**What to produce:**
Pick each line containing the word "light" out of the data below.

(Region pointing data)

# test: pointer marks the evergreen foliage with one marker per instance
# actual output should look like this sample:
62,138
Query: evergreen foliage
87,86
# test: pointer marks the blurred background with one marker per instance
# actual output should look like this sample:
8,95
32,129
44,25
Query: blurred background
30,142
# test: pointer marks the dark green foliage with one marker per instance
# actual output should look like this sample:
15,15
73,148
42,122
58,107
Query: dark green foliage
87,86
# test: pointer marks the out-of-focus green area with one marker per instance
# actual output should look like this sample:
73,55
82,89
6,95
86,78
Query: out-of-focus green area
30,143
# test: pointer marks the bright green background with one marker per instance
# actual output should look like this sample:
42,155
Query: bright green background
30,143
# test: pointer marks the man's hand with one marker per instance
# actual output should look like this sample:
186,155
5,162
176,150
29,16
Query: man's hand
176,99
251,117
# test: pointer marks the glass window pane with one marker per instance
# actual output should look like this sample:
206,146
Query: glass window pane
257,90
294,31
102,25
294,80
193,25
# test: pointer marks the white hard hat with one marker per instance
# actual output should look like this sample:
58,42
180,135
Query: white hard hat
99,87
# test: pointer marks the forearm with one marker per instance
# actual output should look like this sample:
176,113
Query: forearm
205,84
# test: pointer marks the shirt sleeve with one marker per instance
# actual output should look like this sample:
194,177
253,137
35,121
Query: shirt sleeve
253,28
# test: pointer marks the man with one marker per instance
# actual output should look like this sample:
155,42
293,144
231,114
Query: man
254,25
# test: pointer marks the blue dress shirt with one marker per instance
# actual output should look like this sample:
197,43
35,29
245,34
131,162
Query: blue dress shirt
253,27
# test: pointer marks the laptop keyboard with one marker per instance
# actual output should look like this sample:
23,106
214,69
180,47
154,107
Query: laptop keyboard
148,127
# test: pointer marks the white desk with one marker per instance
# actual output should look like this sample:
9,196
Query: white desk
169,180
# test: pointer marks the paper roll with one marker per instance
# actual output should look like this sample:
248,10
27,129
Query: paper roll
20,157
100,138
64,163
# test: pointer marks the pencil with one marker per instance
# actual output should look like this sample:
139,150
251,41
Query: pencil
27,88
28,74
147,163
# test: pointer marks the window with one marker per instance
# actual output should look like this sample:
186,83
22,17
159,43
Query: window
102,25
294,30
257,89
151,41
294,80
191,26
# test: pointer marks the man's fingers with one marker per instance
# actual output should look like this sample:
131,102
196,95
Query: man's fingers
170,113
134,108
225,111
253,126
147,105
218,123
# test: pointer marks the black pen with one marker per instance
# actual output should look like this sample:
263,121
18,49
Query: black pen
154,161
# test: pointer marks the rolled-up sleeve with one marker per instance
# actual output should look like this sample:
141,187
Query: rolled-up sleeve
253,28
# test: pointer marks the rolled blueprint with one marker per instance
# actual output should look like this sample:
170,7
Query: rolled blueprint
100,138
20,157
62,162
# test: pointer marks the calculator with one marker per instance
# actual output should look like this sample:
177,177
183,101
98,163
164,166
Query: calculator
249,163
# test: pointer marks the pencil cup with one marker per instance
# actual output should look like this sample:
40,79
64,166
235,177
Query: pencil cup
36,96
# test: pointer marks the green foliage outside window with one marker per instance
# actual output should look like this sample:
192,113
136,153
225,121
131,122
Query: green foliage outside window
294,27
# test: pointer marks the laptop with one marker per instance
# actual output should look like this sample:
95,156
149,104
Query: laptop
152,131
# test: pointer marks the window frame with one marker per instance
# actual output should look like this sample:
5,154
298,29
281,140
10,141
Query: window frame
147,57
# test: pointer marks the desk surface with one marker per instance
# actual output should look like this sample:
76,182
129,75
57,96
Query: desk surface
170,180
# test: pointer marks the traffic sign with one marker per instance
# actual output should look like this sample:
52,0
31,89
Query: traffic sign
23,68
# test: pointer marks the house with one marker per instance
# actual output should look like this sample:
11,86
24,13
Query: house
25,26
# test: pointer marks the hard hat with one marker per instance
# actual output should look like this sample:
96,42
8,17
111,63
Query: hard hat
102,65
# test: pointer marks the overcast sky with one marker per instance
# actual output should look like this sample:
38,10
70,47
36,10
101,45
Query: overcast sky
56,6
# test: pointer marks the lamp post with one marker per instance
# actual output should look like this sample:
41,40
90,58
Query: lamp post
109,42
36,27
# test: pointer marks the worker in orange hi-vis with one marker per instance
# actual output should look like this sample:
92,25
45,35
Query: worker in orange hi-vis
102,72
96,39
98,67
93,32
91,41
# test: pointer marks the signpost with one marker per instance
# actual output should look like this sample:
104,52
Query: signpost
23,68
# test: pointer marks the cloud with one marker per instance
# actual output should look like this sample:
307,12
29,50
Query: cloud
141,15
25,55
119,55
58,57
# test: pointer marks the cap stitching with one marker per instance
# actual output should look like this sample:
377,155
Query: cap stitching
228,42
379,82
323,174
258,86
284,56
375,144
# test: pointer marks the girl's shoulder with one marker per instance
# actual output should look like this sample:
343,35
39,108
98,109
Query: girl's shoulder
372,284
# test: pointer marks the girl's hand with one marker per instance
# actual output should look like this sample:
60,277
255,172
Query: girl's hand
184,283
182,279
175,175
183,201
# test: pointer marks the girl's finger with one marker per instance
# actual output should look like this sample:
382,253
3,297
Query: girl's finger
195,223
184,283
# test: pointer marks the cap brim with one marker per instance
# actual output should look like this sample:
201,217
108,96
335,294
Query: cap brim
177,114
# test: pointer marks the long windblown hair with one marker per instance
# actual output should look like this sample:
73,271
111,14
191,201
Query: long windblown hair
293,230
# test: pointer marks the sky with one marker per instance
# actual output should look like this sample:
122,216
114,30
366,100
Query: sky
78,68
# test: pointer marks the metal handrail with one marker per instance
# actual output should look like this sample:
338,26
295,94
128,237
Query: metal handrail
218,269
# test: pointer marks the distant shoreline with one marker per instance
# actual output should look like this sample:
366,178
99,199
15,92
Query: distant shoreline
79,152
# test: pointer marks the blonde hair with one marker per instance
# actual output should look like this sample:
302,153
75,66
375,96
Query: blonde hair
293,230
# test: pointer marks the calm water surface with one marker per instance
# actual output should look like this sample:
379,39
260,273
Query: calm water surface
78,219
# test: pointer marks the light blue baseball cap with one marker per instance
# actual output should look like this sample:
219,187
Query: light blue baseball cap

**Task result:**
# test: pointer marks the light blue baseball cap with one marker per instance
Query: light blue baseball cap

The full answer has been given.